Give back exactly the lines that run from the line containing "[segment] <item>breathing apparatus" through the end of the listing below. Leave out every other line.

>> begin Dataset records

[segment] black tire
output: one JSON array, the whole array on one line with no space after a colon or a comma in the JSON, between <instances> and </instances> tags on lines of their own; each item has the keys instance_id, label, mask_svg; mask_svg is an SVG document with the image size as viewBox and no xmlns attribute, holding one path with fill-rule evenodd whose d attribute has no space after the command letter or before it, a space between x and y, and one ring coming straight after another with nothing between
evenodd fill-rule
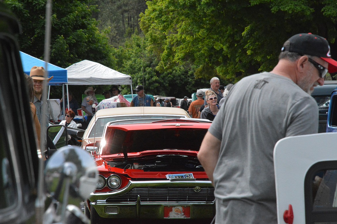
<instances>
[{"instance_id":1,"label":"black tire","mask_svg":"<svg viewBox=\"0 0 337 224\"><path fill-rule=\"evenodd\" d=\"M90 211L89 210L89 208L87 207L87 206L84 204L84 215L90 219Z\"/></svg>"}]
</instances>

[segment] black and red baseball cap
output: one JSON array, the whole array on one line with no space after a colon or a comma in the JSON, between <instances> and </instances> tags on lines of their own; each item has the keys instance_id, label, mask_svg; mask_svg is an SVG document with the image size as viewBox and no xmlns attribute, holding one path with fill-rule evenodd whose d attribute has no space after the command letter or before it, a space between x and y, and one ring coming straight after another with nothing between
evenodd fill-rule
<instances>
[{"instance_id":1,"label":"black and red baseball cap","mask_svg":"<svg viewBox=\"0 0 337 224\"><path fill-rule=\"evenodd\" d=\"M337 61L331 58L330 46L325 38L309 33L296 34L288 41L289 45L283 47L281 51L319 57L329 63L328 70L330 73L337 72Z\"/></svg>"}]
</instances>

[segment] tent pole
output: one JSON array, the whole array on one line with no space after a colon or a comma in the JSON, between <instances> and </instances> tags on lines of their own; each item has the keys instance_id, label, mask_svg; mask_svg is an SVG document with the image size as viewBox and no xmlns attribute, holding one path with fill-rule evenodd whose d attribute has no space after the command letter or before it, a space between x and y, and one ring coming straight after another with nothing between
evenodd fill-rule
<instances>
[{"instance_id":1,"label":"tent pole","mask_svg":"<svg viewBox=\"0 0 337 224\"><path fill-rule=\"evenodd\" d=\"M132 84L130 85L131 86L131 95L132 96L132 98L133 98L133 93L132 92Z\"/></svg>"},{"instance_id":2,"label":"tent pole","mask_svg":"<svg viewBox=\"0 0 337 224\"><path fill-rule=\"evenodd\" d=\"M64 116L65 114L64 112L65 112L65 102L64 100L65 99L65 97L64 97L64 84L62 84L62 98L63 99L62 100L62 102L63 103L62 104L62 111L63 112L62 114L63 115L62 116L62 117L61 118L61 120L63 121L64 120L64 118L65 117Z\"/></svg>"}]
</instances>

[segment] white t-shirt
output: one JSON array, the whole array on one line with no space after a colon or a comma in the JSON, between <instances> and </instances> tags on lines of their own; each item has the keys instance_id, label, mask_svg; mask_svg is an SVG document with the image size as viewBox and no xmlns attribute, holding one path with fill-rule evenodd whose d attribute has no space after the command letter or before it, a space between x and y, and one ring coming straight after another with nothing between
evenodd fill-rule
<instances>
[{"instance_id":1,"label":"white t-shirt","mask_svg":"<svg viewBox=\"0 0 337 224\"><path fill-rule=\"evenodd\" d=\"M277 223L274 146L317 133L317 104L290 79L267 72L243 79L226 98L209 130L221 140L213 174L216 223Z\"/></svg>"}]
</instances>

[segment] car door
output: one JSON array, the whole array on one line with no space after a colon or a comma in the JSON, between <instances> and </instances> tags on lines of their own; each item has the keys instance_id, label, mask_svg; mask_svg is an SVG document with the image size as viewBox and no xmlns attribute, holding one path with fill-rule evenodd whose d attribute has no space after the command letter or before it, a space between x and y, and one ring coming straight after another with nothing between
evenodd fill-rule
<instances>
[{"instance_id":1,"label":"car door","mask_svg":"<svg viewBox=\"0 0 337 224\"><path fill-rule=\"evenodd\" d=\"M279 223L337 223L337 133L288 137L274 150Z\"/></svg>"}]
</instances>

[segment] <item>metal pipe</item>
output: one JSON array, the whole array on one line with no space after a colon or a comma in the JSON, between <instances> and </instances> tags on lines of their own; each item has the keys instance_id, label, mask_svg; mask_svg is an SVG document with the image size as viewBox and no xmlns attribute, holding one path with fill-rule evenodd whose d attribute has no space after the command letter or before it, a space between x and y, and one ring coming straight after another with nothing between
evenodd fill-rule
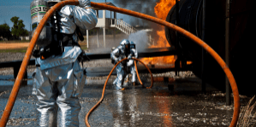
<instances>
[{"instance_id":1,"label":"metal pipe","mask_svg":"<svg viewBox=\"0 0 256 127\"><path fill-rule=\"evenodd\" d=\"M19 89L20 89L20 84L21 84L23 76L24 76L24 72L27 69L27 64L29 62L29 60L30 60L30 57L32 55L32 51L35 46L35 43L38 40L39 33L42 31L43 26L45 26L48 18L51 17L52 15L52 14L57 9L61 9L62 7L63 7L66 4L78 5L79 1L78 0L68 0L68 1L63 1L63 2L57 3L55 6L51 8L51 9L45 14L44 18L41 20L39 26L37 27L36 32L34 32L34 35L31 40L31 43L29 43L27 50L26 52L20 72L18 73L18 78L15 80L10 97L8 101L8 104L5 107L3 113L3 116L2 116L2 118L0 121L0 127L5 126L7 121L9 119L9 114L11 113L11 110L15 104L15 101L16 99L16 95L17 95ZM218 62L218 64L221 66L221 67L223 68L223 70L224 71L225 74L227 75L227 77L229 78L229 81L231 88L232 88L233 95L234 95L234 105L235 105L233 118L232 118L232 121L231 121L229 126L233 127L233 126L236 125L237 119L239 117L239 111L240 111L240 99L239 99L239 92L238 92L234 76L233 76L232 72L230 72L229 66L226 65L226 63L223 61L223 60L208 44L206 44L201 39L199 39L196 36L193 35L192 33L188 32L188 31L179 27L177 26L175 26L170 22L167 22L165 20L160 20L160 19L150 16L150 15L146 15L144 14L140 14L138 12L134 12L134 11L131 11L131 10L128 10L128 9L121 9L121 8L116 8L116 7L113 7L113 6L104 5L102 3L96 3L91 2L91 5L95 8L100 8L103 9L122 13L122 14L128 14L131 16L134 16L134 17L141 18L141 19L144 19L146 20L150 20L150 21L158 23L159 25L163 25L164 26L167 26L167 27L174 30L174 31L177 31L181 34L186 36L187 38L190 38L191 40L194 41L196 43L198 43L199 45L203 47Z\"/></svg>"},{"instance_id":2,"label":"metal pipe","mask_svg":"<svg viewBox=\"0 0 256 127\"><path fill-rule=\"evenodd\" d=\"M229 66L229 9L230 0L226 0L225 62L228 66ZM230 106L230 85L226 78L226 105Z\"/></svg>"},{"instance_id":3,"label":"metal pipe","mask_svg":"<svg viewBox=\"0 0 256 127\"><path fill-rule=\"evenodd\" d=\"M177 26L175 26L170 22L158 19L153 16L146 15L144 14L140 14L138 12L134 12L132 10L128 10L128 9L121 9L121 8L104 5L101 3L92 3L92 2L91 3L91 5L95 8L100 8L102 9L107 9L107 10L122 13L124 14L128 14L131 16L134 16L134 17L138 17L140 19L152 21L152 22L158 23L159 25L163 25L164 26L167 26L167 27L174 30L174 31L180 32L181 34L190 38L191 40L193 40L193 42L195 42L196 43L198 43L199 45L203 47L217 61L217 63L223 68L223 70L224 71L225 74L227 75L227 77L229 78L229 81L231 88L232 88L233 95L234 95L234 105L235 105L233 118L232 118L232 121L231 121L229 126L233 127L233 126L236 125L237 119L239 117L239 112L240 112L240 99L239 99L239 92L238 92L234 76L233 76L232 72L230 72L229 66L224 62L224 61L207 43L205 43L204 41L202 41L201 39L199 39L198 37L194 36L193 34L190 33L189 32Z\"/></svg>"},{"instance_id":4,"label":"metal pipe","mask_svg":"<svg viewBox=\"0 0 256 127\"><path fill-rule=\"evenodd\" d=\"M30 41L30 43L28 45L27 52L25 54L23 61L21 63L21 66L20 68L18 76L15 79L15 83L14 84L14 87L13 87L12 91L10 93L10 95L9 95L9 98L8 100L7 105L5 107L4 111L3 111L3 113L2 115L1 121L0 121L0 127L4 127L7 124L7 121L9 119L9 117L10 115L12 108L15 105L15 99L17 97L17 95L18 95L18 92L19 92L19 89L20 89L20 85L21 85L21 83L22 82L22 78L24 77L24 73L25 73L25 72L27 70L27 66L29 63L33 49L35 46L35 43L36 43L36 42L39 38L39 36L45 22L47 21L48 18L50 18L53 14L53 13L55 11L57 11L57 9L61 9L62 7L63 7L64 5L67 5L67 4L78 5L79 2L77 0L68 0L68 1L63 1L63 2L60 2L60 3L57 3L56 5L54 5L53 7L51 7L48 10L48 12L45 14L44 18L41 20L39 25L38 26L38 27L37 27L31 41Z\"/></svg>"}]
</instances>

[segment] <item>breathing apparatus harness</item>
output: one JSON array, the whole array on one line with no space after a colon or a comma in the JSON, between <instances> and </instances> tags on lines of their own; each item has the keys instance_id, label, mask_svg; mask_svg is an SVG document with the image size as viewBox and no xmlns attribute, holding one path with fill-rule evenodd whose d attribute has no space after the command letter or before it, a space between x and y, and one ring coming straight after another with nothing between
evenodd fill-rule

>> end Dataset records

▶ [Completed exercise]:
[segment] <item>breathing apparatus harness</item>
output: one JSON array, the whole array on one line with no space after a colon or a comma in the JSON, between <instances> and </instances> tags on lines of their own; each item has the keys instance_id, label, mask_svg; mask_svg is an SVG document with the image size as viewBox and no xmlns attribute, holding one path with fill-rule evenodd whose d attribute has no space after the command letter or before it, a space between x and y, and one ring coming straight after another with nothing between
evenodd fill-rule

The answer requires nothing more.